_TEXT UNDER STUDY_
********
Geraldo Rivera, with microphone, had a toxic relationship with Roger Grimsby. Credit: Corbis via Getty Images/Steve Schapiro
“My impression of Roger is that he had a tough exterior but at heart was a real softy, although he was able to hide that very well,” said Melba Tolliver, the pioneering anchor and reporter — and News 12 charter anchor — who joined Ch. 7 in the late 1960s. “He mocked everybody and not necessarily behind their back.”
Magee Hickey, the WPIX/11 veteran reporter who began her career at Ch. 7, remembered someone who “was so smart and so sarcastic but also loyal to the people he liked.”

Future "Good Morning America" host Joan Lunden was disliked by Grimsby when she reported for Ch.7. Credit: Everett Collection
Then there were those he did not like, and the feeling was mutual. Joan Lunden wrote in her recent memoir (“Joan: Life Beyond the Script”) that when she was about to fill in for a vacationing Beutel, a sputtering Grimsby yelled, “You don’t deserve to sit next to me and to anchor the [expletive] New York ‘Eyewitness News!’,” then called her “Barbara” the rest of the show (Barbara Walters had just joined “ABC Evening News.”) Lunden went on to co-host “Good Morning America” for 17 years.
********
[Items from a data source]
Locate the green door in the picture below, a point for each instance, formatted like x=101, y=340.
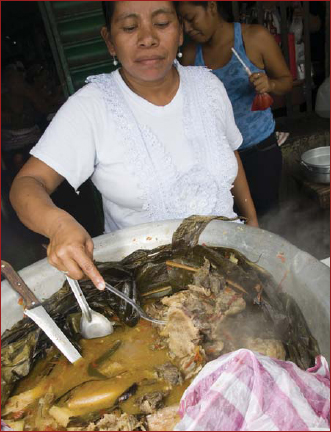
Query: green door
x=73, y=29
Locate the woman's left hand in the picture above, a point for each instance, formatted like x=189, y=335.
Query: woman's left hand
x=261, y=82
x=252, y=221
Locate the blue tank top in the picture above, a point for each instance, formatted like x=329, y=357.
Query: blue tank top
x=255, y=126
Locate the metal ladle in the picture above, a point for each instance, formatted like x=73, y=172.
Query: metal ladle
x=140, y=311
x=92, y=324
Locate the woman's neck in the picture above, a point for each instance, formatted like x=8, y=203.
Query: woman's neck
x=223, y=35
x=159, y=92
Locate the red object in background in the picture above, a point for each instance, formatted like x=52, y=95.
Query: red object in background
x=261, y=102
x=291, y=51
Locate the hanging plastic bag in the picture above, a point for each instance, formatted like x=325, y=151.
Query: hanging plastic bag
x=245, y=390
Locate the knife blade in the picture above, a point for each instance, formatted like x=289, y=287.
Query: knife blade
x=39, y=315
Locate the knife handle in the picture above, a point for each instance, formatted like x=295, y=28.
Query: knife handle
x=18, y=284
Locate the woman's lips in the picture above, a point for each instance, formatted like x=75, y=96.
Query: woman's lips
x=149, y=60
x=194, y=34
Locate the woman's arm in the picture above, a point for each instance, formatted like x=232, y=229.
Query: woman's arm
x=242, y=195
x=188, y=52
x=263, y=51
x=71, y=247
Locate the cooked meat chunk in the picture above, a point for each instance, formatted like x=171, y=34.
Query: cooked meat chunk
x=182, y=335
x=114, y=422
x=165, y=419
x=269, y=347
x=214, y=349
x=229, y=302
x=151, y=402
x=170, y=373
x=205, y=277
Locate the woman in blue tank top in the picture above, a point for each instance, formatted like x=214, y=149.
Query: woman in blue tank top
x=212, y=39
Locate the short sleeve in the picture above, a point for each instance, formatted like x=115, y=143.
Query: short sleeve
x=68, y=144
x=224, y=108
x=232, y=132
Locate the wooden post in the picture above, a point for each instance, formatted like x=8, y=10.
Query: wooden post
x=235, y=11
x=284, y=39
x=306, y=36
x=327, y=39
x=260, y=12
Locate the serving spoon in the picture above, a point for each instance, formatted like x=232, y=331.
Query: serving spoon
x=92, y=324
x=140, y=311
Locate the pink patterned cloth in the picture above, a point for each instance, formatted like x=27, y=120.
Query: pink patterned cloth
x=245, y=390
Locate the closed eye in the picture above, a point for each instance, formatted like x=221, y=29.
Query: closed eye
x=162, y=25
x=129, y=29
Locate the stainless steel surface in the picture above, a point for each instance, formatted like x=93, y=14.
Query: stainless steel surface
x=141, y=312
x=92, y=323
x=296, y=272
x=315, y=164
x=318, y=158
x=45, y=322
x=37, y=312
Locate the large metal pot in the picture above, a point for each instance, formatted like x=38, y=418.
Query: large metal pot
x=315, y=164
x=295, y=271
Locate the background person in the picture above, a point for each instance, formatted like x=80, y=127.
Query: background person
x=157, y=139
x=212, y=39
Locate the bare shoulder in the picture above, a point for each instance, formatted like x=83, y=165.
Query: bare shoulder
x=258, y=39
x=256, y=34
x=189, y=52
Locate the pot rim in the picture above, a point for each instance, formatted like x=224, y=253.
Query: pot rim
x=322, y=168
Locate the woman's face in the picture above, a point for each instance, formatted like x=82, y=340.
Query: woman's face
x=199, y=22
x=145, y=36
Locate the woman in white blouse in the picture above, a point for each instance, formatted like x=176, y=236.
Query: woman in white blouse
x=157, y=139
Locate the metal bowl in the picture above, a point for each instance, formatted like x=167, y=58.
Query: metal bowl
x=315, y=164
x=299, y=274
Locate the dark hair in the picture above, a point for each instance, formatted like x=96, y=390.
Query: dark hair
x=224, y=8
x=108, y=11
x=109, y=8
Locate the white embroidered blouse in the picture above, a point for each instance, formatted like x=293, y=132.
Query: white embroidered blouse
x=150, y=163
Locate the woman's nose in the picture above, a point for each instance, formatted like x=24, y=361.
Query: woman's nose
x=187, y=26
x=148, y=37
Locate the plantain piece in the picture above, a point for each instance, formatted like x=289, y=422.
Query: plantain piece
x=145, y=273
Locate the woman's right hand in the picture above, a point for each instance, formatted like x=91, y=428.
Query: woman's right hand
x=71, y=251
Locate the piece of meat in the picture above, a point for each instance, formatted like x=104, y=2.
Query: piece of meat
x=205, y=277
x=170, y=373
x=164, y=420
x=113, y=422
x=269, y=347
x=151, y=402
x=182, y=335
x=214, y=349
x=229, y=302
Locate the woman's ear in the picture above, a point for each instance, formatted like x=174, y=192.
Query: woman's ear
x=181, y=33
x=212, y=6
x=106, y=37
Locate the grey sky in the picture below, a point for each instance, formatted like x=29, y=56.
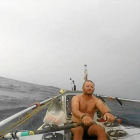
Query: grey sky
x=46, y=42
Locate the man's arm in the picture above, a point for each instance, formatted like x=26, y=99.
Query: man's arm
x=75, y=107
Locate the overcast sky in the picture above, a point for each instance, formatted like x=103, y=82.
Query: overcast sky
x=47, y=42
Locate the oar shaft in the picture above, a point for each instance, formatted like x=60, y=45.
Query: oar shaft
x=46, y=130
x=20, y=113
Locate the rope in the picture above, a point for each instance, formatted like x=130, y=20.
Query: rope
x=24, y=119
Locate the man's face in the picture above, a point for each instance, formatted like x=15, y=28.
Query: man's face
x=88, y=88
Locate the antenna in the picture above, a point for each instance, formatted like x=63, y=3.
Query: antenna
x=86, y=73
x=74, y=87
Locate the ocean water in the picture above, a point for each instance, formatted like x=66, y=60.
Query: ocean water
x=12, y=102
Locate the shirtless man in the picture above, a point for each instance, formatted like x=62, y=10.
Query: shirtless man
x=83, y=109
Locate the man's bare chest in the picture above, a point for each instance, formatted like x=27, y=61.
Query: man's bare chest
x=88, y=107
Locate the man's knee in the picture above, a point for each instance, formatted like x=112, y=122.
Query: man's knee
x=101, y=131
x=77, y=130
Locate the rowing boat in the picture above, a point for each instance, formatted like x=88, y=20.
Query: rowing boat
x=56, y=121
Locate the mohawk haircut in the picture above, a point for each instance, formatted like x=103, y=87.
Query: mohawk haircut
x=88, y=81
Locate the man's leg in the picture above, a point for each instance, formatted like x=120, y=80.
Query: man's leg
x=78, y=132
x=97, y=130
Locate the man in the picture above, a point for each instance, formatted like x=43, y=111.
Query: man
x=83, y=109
********
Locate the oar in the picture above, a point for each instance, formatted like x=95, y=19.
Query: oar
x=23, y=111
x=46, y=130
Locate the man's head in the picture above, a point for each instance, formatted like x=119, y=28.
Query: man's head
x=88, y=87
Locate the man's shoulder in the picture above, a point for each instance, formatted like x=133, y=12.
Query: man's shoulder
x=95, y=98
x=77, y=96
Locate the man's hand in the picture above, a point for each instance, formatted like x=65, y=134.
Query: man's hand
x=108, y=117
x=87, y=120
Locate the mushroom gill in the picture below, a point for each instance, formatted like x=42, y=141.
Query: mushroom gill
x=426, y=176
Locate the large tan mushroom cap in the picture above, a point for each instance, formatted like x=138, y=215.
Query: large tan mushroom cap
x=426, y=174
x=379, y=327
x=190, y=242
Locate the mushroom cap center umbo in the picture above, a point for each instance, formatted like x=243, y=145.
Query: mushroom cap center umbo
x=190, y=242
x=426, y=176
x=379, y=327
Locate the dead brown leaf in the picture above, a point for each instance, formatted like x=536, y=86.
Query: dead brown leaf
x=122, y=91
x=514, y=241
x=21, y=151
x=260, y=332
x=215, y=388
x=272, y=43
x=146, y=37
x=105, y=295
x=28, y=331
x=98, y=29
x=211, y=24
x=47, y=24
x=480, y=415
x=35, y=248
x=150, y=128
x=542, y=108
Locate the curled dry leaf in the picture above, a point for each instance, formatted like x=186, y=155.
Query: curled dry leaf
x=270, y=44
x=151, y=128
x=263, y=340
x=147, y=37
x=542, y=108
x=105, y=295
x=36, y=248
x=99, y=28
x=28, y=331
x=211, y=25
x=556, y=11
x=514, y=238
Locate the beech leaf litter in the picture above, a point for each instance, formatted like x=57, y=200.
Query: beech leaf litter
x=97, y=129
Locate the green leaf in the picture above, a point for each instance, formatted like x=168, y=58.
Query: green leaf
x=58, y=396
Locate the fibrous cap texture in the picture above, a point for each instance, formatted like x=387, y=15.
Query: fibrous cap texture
********
_ACTIVITY_
Can you edit the stretch of the passage on Roger Grimsby from "Magee Hickey, the" through "for 17 years.", putting "book" in place of "memoir"? Use only the passage on Roger Grimsby.

_REPLY_
Magee Hickey, the WPIX/11 veteran reporter who began her career at Ch. 7, remembered someone who “was so smart and so sarcastic but also loyal to the people he liked.”

Future "Good Morning America" host Joan Lunden was disliked by Grimsby when she reported for Ch.7. Credit: Everett Collection
Then there were those he did not like, and the feeling was mutual. Joan Lunden wrote in her recent book (“Joan: Life Beyond the Script”) that when she was about to fill in for a vacationing Beutel, a sputtering Grimsby yelled, “You don’t deserve to sit next to me and to anchor the [expletive] New York ‘Eyewitness News!’,” then called her “Barbara” the rest of the show (Barbara Walters had just joined “ABC Evening News.”) Lunden went on to co-host “Good Morning America” for 17 years.